*WORK TO DO*:
All of the data below should be written out exactly.

* START RECORDS SUPPLIED *

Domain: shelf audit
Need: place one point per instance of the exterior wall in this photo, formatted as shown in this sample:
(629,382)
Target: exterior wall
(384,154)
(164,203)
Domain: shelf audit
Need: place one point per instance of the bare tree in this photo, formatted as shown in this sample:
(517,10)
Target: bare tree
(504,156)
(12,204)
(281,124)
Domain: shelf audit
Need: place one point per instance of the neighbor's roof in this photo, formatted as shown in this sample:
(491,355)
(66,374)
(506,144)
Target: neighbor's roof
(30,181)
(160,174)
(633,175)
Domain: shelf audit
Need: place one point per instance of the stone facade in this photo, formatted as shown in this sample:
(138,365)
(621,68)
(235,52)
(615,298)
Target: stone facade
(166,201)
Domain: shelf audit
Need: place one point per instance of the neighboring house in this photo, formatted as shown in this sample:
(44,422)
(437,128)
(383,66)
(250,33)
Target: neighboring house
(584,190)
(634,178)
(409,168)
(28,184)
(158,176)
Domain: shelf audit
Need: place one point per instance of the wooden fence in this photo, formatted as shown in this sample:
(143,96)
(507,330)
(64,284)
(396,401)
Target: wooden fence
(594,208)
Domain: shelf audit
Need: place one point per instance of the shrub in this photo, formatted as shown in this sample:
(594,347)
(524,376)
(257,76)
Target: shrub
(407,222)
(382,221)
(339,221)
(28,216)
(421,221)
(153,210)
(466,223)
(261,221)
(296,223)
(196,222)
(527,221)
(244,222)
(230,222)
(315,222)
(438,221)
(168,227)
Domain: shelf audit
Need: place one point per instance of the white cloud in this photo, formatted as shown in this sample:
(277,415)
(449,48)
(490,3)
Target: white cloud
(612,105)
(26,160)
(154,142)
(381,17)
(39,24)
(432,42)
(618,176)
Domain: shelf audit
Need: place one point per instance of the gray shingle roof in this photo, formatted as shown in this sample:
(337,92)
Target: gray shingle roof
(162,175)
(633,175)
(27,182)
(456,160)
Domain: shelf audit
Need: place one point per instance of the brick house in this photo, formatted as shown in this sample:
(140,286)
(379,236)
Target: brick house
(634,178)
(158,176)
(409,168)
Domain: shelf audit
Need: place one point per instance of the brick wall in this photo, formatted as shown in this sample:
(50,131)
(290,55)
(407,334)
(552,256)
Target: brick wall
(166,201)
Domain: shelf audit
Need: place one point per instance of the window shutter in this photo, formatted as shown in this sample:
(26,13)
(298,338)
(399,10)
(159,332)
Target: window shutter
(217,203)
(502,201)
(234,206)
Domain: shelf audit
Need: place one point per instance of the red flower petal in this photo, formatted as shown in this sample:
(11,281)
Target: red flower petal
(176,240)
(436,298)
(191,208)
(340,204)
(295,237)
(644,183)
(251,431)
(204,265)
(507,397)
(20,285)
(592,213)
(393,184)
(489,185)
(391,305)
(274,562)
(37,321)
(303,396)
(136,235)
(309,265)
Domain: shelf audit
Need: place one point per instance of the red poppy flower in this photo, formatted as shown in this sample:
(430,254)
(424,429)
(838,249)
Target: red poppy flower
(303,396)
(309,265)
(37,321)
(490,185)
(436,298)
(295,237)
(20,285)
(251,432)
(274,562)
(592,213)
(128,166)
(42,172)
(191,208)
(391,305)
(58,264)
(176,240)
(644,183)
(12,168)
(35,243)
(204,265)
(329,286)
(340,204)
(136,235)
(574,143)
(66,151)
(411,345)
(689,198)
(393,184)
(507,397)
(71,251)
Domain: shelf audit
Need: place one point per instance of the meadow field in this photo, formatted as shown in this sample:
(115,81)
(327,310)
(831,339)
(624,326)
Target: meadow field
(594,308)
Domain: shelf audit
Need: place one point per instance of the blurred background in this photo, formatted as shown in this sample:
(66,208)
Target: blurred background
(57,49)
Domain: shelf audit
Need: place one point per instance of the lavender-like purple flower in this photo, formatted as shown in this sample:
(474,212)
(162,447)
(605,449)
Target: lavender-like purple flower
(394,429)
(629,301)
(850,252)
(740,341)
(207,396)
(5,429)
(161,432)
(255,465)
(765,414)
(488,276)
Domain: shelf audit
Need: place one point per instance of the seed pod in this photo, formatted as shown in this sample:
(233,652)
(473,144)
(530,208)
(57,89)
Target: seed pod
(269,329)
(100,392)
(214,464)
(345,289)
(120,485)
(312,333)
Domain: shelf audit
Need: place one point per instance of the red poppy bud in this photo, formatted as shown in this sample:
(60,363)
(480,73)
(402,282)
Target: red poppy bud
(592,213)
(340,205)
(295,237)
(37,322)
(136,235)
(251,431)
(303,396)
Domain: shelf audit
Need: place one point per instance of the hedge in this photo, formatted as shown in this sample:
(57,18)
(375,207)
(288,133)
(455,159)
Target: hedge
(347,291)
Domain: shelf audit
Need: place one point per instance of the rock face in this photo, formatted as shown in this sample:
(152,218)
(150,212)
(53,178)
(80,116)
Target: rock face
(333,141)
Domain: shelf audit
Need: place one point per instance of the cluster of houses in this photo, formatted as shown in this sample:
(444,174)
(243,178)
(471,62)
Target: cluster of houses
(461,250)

* END RECORDS SUPPLIED *

*RESULT BELOW*:
Domain: shelf audit
Need: place one point per instance of the exterior wall in this photo, formatted as shown in this sample:
(629,382)
Target: exterior wall
(384,154)
(164,203)
Domain: shelf audit
Need: place one point per instance of the bare tree in this photo, formatted as shown in this sample:
(517,10)
Target: bare tree
(504,156)
(12,204)
(281,124)
Domain: shelf audit
Need: place one point per instance of the neighbor's roof in this photo, formatted as shown in this sample:
(491,355)
(66,374)
(506,144)
Target: neighbor's roof
(30,181)
(160,174)
(633,175)
Domain: shelf audit
Need: place one point per instance of the stone facade in this photo, formatted as shown in this sample:
(138,365)
(621,68)
(235,52)
(615,298)
Target: stone facade
(166,201)
Domain: shelf audit
Need: place one point per instance of the neighboring house in this photo, formatted as shown in this sample:
(44,422)
(437,128)
(383,66)
(250,33)
Target: neighboring house
(584,190)
(634,178)
(409,168)
(28,184)
(158,176)
Domain: shelf audit
Need: place one point per instance of the wooden fence in this photo, formatted as shown in this sample:
(143,96)
(507,330)
(64,284)
(396,401)
Target: wooden fence
(594,208)
Domain: shelf audit
Need: place one point per instance of the shrub in this photo, formatted as shown in this sample:
(594,347)
(524,376)
(257,76)
Target: shrub
(407,222)
(382,221)
(339,221)
(28,216)
(421,221)
(153,210)
(466,223)
(261,221)
(296,223)
(196,222)
(527,221)
(244,222)
(230,222)
(315,222)
(438,221)
(168,227)
Domain: shelf audit
Need: place one point per instance of the white cloud in this photo, formatted as shown in this sample:
(277,415)
(449,48)
(490,3)
Target: white cloud
(612,105)
(26,160)
(154,142)
(381,17)
(39,24)
(432,42)
(618,176)
Domain: shelf audit
Need: place one point per instance of the gray shingle roof in this photo, formatted as shown in this sample:
(337,92)
Target: gray shingle roof
(162,175)
(633,175)
(27,182)
(456,160)
Domain: shelf audit
Need: place one point per instance of the brick house in this photo, formatted as shown in this sample:
(140,286)
(379,236)
Target: brick house
(634,178)
(158,176)
(409,168)
Domain: shelf audit
Need: place one point per instance of the brick wall in this photo, formatted as shown in this sample:
(50,131)
(290,55)
(407,334)
(552,256)
Target: brick wall
(166,201)
Domain: shelf audit
Need: place one point per instance of the window shutter in this photo, formatted as shown in this sample:
(26,13)
(298,338)
(399,10)
(159,332)
Target: window shutter
(217,203)
(502,201)
(234,206)
Domain: shelf audit
Need: place one point per instance of the red flower petal in this photo, formatted as shown in this sample:
(11,281)
Target: red flower petal
(176,240)
(436,298)
(191,208)
(340,204)
(295,237)
(644,183)
(251,431)
(204,265)
(507,397)
(20,285)
(592,213)
(393,184)
(489,185)
(391,305)
(274,562)
(37,321)
(303,396)
(136,235)
(309,265)
Domain: shelf audit
Need: place one point per instance of the red poppy flower in this photo, formatted as shown in this sample:
(430,254)
(424,429)
(838,249)
Target: red poppy flower
(303,396)
(309,265)
(37,321)
(490,185)
(436,298)
(295,237)
(20,285)
(251,432)
(274,562)
(592,213)
(128,166)
(42,172)
(191,208)
(391,305)
(58,264)
(176,240)
(644,183)
(12,168)
(35,243)
(204,265)
(329,286)
(340,204)
(136,235)
(574,143)
(66,151)
(411,345)
(689,198)
(393,184)
(507,397)
(71,251)
Domain: shelf audit
Need: place one point per instance of the meadow field in this photo, formatted as shown in this sample:
(115,81)
(327,310)
(831,339)
(624,326)
Target: meadow field
(594,308)
Domain: shelf audit
Need: place one point per instance of the blurred background in this photo, formatted as shown in this sample:
(66,208)
Target: blurred background
(57,49)
Domain: shelf audit
Need: place one point per instance of the lavender-like purple flower in this photo, formatted as shown in this sample:
(474,212)
(162,447)
(605,449)
Target: lavender-like purple flower
(394,429)
(629,301)
(850,252)
(740,341)
(207,396)
(5,429)
(161,432)
(255,465)
(765,414)
(488,276)
Domain: shelf audit
Need: place one point per instance of the seed pod in this photo, formatted as shown in this sample:
(233,652)
(473,144)
(530,208)
(57,89)
Target: seed pod
(269,329)
(100,392)
(214,464)
(345,289)
(120,485)
(312,333)
Domain: shelf audit
Need: place one point per instance of the red poppy bud in this photo, formatted as shown in this sample:
(60,363)
(480,73)
(402,282)
Target: red poppy bud
(592,213)
(340,205)
(295,237)
(37,322)
(136,235)
(251,431)
(303,396)
Domain: shelf audit
Need: place one point per instance of the hedge in this photo, formatted as shown in this sample:
(57,18)
(375,207)
(288,133)
(455,159)
Target: hedge
(347,291)
Domain: shelf audit
Need: place one point per instance of the rock face in this photo, formatted as shown in this sample:
(152,218)
(150,212)
(53,178)
(80,116)
Target: rock face
(333,141)
Domain: shelf audit
Need: place one point per instance of the cluster of houses in this photo, formatted as shown in this sample:
(444,174)
(243,178)
(471,62)
Target: cluster of houses
(461,250)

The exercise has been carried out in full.